** EXERCISE DATA **
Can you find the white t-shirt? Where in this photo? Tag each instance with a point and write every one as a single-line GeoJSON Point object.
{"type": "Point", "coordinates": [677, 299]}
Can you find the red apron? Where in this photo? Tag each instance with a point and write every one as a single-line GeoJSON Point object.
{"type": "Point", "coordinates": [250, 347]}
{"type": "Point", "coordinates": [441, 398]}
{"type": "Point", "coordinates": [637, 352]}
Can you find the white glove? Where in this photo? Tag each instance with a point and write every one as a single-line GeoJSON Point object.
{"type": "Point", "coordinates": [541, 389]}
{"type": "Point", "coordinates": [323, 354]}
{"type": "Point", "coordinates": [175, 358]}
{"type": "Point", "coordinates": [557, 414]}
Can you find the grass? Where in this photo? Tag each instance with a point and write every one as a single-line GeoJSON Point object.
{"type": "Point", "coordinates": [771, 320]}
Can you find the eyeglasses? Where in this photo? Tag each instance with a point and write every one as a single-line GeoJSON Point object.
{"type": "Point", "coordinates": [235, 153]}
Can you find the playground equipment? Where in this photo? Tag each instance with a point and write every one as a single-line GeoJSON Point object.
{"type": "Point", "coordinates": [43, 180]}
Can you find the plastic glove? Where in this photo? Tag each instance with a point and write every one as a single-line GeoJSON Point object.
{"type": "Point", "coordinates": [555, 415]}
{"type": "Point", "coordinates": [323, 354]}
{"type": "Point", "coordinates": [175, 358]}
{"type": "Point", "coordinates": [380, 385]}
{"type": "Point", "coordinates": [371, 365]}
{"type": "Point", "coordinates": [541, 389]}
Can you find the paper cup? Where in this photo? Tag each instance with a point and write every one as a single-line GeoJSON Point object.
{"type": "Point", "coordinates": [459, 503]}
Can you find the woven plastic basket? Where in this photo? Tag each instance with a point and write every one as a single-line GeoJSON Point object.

** EXERCISE **
Give back the full listing above, exactly as it reads.

** RESPONSE TO THIS EXERCISE **
Can you find the white t-shirt? Where in this photo? Tag each instance with a point and write every one as a single-line GeoJSON Point object.
{"type": "Point", "coordinates": [677, 299]}
Can you find the red apron? Where in this photo? Tag each instance with a point and write every one as a single-line GeoJSON Point object.
{"type": "Point", "coordinates": [250, 347]}
{"type": "Point", "coordinates": [441, 398]}
{"type": "Point", "coordinates": [637, 352]}
Can you find the white glove? Where in this photo? Tag each instance with a point and write every one as a single-line GeoJSON Point object.
{"type": "Point", "coordinates": [541, 389]}
{"type": "Point", "coordinates": [323, 354]}
{"type": "Point", "coordinates": [175, 358]}
{"type": "Point", "coordinates": [557, 414]}
Can you find the grass? Where in this photo? Tag each instance with a point and write every one as a single-line GeoJSON Point object.
{"type": "Point", "coordinates": [771, 320]}
Can you find the eyeglasses? Where in this photo? Tag each instance with a point and write every one as a single-line GeoJSON Point object.
{"type": "Point", "coordinates": [235, 153]}
Can you find the playground equipment? Where in this photo? Tag each instance with a point and write every one as a single-line GeoJSON Point object.
{"type": "Point", "coordinates": [43, 180]}
Can you find the plastic glove? Where in this photo? Tag each instance with a point and write every one as a single-line GeoJSON Point object.
{"type": "Point", "coordinates": [555, 415]}
{"type": "Point", "coordinates": [323, 354]}
{"type": "Point", "coordinates": [175, 358]}
{"type": "Point", "coordinates": [380, 385]}
{"type": "Point", "coordinates": [371, 365]}
{"type": "Point", "coordinates": [541, 389]}
Can you find the paper cup? Where in this photo? Tag each instance with a point and write every one as a single-line GeoJSON Point object.
{"type": "Point", "coordinates": [459, 503]}
Can you find the woven plastic basket? Where in this photo? Tag each instance with a point and write every one as a single-line GeoJSON Point object.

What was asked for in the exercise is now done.